◆ AVAILABLE RECORDS

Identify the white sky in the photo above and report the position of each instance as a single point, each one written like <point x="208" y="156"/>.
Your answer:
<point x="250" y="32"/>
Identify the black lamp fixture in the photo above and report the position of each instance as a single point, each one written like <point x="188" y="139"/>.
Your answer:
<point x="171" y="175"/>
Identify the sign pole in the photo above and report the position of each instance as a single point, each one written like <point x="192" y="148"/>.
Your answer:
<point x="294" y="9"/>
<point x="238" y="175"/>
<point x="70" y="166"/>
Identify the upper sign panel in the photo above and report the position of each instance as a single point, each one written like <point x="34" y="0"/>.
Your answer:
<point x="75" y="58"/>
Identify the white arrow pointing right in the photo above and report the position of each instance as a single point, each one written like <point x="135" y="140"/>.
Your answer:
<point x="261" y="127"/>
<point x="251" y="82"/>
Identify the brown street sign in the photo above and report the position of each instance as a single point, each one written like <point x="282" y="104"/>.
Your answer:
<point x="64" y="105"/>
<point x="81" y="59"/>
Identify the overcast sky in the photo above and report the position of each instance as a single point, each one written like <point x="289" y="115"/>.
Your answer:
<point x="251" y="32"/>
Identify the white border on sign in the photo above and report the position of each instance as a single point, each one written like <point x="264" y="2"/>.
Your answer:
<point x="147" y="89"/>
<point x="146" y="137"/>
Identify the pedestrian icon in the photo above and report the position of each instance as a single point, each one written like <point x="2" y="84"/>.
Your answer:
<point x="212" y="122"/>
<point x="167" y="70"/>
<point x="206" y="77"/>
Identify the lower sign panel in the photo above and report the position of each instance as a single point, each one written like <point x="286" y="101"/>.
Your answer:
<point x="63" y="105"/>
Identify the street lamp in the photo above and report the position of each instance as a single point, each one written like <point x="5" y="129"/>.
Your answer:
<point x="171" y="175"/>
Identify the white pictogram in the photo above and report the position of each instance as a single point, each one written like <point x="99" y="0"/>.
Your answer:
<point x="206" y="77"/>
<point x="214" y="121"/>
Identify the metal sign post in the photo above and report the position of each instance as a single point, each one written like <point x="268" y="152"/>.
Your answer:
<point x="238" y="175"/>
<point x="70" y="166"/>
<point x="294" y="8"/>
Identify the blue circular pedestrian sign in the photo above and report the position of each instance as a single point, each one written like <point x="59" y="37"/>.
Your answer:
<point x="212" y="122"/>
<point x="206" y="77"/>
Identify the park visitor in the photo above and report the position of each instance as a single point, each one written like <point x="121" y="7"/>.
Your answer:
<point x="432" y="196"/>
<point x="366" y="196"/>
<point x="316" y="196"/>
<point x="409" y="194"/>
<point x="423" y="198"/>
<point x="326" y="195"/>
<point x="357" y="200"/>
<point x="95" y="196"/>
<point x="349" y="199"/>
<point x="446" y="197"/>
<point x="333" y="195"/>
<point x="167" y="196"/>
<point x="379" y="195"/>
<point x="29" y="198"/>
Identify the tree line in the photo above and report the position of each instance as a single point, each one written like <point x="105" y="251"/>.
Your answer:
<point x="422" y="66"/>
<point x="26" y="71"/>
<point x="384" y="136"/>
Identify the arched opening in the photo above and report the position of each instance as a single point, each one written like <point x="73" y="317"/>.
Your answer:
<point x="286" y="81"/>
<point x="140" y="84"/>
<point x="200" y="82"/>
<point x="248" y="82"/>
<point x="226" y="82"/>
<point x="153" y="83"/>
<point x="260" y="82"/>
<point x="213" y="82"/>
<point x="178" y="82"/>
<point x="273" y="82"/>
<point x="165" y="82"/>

◆ DIRECTIONS
Emit verbatim the lines running from the one with "Identify the tree" through the last line of the data, both endpoints inclusive.

◆ TASK RESPONSE
Identify the tree line in the photo above and report the position of each instance as a single point, each one written like <point x="105" y="251"/>.
Your answer:
<point x="422" y="66"/>
<point x="26" y="71"/>
<point x="384" y="136"/>
Identify the arched opening in the photo above and report the position of each instance as a single point, each one written like <point x="73" y="317"/>.
Your answer:
<point x="286" y="81"/>
<point x="140" y="84"/>
<point x="200" y="82"/>
<point x="248" y="82"/>
<point x="226" y="82"/>
<point x="153" y="83"/>
<point x="260" y="82"/>
<point x="213" y="82"/>
<point x="178" y="82"/>
<point x="273" y="82"/>
<point x="165" y="82"/>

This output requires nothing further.